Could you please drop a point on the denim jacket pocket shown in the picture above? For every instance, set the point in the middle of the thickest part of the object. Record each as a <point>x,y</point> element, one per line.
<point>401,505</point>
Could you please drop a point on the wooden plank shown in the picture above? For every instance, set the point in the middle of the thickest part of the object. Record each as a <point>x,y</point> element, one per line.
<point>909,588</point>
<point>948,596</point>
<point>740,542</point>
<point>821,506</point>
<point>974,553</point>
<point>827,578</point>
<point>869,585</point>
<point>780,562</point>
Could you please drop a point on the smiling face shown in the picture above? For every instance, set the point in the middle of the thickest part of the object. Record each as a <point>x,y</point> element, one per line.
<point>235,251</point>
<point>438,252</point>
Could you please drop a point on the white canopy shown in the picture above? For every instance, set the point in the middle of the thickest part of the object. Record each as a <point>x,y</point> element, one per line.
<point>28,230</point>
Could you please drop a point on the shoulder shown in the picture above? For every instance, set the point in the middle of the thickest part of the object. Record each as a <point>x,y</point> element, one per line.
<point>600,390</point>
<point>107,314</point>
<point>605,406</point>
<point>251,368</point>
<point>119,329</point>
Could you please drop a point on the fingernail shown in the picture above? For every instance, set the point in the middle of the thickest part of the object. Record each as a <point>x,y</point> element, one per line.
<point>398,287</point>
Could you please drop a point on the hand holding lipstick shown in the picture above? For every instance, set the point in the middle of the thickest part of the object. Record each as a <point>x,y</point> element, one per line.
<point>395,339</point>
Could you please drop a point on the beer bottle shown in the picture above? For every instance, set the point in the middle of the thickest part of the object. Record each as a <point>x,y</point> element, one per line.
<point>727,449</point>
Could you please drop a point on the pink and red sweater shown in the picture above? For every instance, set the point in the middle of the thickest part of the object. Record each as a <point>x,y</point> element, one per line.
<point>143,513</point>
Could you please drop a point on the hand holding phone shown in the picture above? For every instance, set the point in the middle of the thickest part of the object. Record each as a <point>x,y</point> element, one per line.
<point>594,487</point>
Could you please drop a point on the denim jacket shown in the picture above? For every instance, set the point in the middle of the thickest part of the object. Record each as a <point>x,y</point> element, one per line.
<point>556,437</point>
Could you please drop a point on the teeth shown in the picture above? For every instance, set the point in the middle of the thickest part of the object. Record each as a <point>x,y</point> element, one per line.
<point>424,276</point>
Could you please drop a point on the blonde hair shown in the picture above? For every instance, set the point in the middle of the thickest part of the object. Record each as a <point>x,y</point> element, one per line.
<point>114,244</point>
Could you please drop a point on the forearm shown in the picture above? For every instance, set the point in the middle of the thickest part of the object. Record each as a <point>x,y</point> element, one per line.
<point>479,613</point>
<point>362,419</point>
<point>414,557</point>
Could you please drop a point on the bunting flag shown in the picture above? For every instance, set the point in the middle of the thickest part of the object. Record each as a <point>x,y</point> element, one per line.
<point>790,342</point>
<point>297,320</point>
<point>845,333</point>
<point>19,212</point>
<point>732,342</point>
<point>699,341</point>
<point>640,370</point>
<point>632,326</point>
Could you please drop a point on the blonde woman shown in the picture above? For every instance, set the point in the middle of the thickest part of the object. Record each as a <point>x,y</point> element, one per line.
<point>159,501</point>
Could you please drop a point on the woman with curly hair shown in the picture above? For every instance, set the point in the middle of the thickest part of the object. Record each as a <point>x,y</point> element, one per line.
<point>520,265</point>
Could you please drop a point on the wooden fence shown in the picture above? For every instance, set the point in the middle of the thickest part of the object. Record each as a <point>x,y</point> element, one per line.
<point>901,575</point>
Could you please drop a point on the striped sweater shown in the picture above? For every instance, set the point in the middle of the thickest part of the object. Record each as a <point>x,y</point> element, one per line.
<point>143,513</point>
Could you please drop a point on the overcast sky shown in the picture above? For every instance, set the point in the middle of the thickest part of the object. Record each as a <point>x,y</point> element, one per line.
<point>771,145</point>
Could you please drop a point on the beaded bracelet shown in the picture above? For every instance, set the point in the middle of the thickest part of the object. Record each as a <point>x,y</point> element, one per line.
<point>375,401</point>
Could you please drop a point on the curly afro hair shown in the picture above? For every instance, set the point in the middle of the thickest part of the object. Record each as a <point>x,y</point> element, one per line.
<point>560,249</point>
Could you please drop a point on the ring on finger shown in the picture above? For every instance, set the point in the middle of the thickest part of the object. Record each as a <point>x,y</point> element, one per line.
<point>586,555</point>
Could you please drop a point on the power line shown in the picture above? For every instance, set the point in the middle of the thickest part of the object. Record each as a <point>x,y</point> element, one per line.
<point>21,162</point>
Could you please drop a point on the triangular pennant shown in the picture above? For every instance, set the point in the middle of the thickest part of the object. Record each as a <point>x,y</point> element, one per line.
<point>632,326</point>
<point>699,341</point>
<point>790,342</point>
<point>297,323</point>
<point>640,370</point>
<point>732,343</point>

→ **Task brief**
Copy every line of the material above, word for word and in the same order.

→ **Full output**
Could you please drop a point on the denim jacket pocket shown in the picture above? For every instance, set the point in the middle of the thickest part of the object. Record each as a <point>x,y</point> element, one per line.
<point>401,505</point>
Could you please drop a point on the wooden plank shown in the picture above? For every instance, set the point in the middle of the thickest part of the object. Record each as a <point>x,y</point> element, one per line.
<point>909,588</point>
<point>948,596</point>
<point>740,542</point>
<point>821,506</point>
<point>974,553</point>
<point>827,578</point>
<point>869,585</point>
<point>780,562</point>
Could you please drop a point on the smiling face shown in the picture above? For every instance, set the point in the middle of the thickest part of the object. Record each as a <point>x,y</point> element, one per line.
<point>235,251</point>
<point>438,252</point>
Could you please drop a point on the white canopy shown in the picture above? For every instance, set the point in the middle of the thickest part of the object. Record each as a <point>x,y</point> element, one per line.
<point>28,230</point>
Could you please drop a point on the shoulder shown in the picture above? For every instance, set the point in the middle of the thickest part of the object. Record each as a <point>x,y</point> element, one per line.
<point>600,390</point>
<point>107,314</point>
<point>605,406</point>
<point>251,368</point>
<point>119,329</point>
Could you please drop a point on the fingernail shown in the picture above? For every instance, set the point in the middle of the thickest part of the object. Record each as a <point>x,y</point> element, one per line.
<point>398,287</point>
Could you please drop a point on the hand holding lipstick shown in the picture above? For every instance, set the point in the middle of the thickest part of the object. Record each as a <point>x,y</point> element, one per line.
<point>395,339</point>
Could you please drop a point on the beer bottle shown in the picture above? For every instance, set the point in the middle of the thickest part of the object. Record each as a <point>x,y</point> element, one per line.
<point>727,449</point>
Could you please drop a point on the pink and red sweater shown in the picture above? For every instance, set the point in the middle of the thickest part of the object. Record each as a <point>x,y</point> element, one per line.
<point>143,513</point>
Could you please drop a point on the hand holding phone shown in the picture above? For every instance, set the point in the middle of the thickest part of the object. Record each as a <point>x,y</point> element, one per line.
<point>594,487</point>
Could you please drop a point on the denim jacket shown in the picture above? For every instance, set the point in the middle of the thickest part of the object. Record each as a <point>x,y</point> element, one per line.
<point>556,437</point>
Could you please drop a point on the teeth shown in the picture above? For every instance, set the point in the middle of the thickest part of the object. Record each as a <point>x,y</point> element, one per line.
<point>424,276</point>
Could you please drop a point on the blonde hair shown in the picture above? For every instance, set the point in the middle of the thickest part of the object. Record each as a <point>x,y</point> element, one per line.
<point>114,244</point>
Could you please drop a point on the forearm shown in the picture above? For every instance, set the point in the middle of the thickest part of the object. Record each as a <point>x,y</point> element, one per line.
<point>479,613</point>
<point>362,419</point>
<point>414,557</point>
Could you please drop a point on the bunting flag shown in the picture above? For every instance, set the point in the middle of the thickest part of the object. Record each as a <point>x,y</point> element, one per line.
<point>790,342</point>
<point>297,320</point>
<point>845,333</point>
<point>19,212</point>
<point>732,342</point>
<point>699,341</point>
<point>640,370</point>
<point>632,326</point>
Could you please drop a point on the blonde woman shown in the picture above? For every instance, set the point in the middle of the thickest part of the object. Record each as a <point>x,y</point> element, one per line.
<point>159,501</point>
Could you please drop a point on the woman with curly hair shown in the picture above? For every instance, set the point in the middle of the thickest part of the object. Record each as a <point>x,y</point> element, one per line.
<point>520,265</point>
Could you please drop a point on the wooden fence shown in the picture above? For every instance, set the point in the middle of the thickest part of the object. Record each as a <point>x,y</point> element, one per line.
<point>901,575</point>
Could you please drop a point on the striped sweater shown in the picture above? For every instance, set the point in the middle of the thickest part of the object. Record each as a <point>x,y</point> element, one per line.
<point>143,513</point>
Could you please drop a point on the overcast sky shown in the picture above? For every instance, set the point in the middle of the thickest part of the object. Record each as a <point>x,y</point> element, one per line.
<point>771,145</point>
Could you please drop a point on the beaded bracelet shown in the picture above? For every instance, set the point in the middle of the thickest part of the object. Record each as a <point>x,y</point> element, one per line.
<point>375,401</point>
Could you please drop a point on the curly afro hair shown in the picture above? For every instance, set the point in the middle of the thickest part of the object. Record each as a <point>x,y</point> element, one per line.
<point>560,249</point>
Could you please drop a point on the ring on finger shown in the picture above? For every instance, set the point in the middle of the thickest part of the object. Record each as a <point>x,y</point> element, one per line.
<point>586,555</point>
Could you please drop a point on the power line shown in the picture above? For every instance, set the point in the middle of the thickest part of the object. Record each as a <point>x,y</point> element, one per line.
<point>21,162</point>
Could you please drop a point on the triangular pennant shown in the picture above? For every instance, set the point in the middle of the thickest part of the object. Record each as a <point>x,y</point> element, one per line.
<point>632,326</point>
<point>699,341</point>
<point>790,342</point>
<point>297,323</point>
<point>640,370</point>
<point>732,343</point>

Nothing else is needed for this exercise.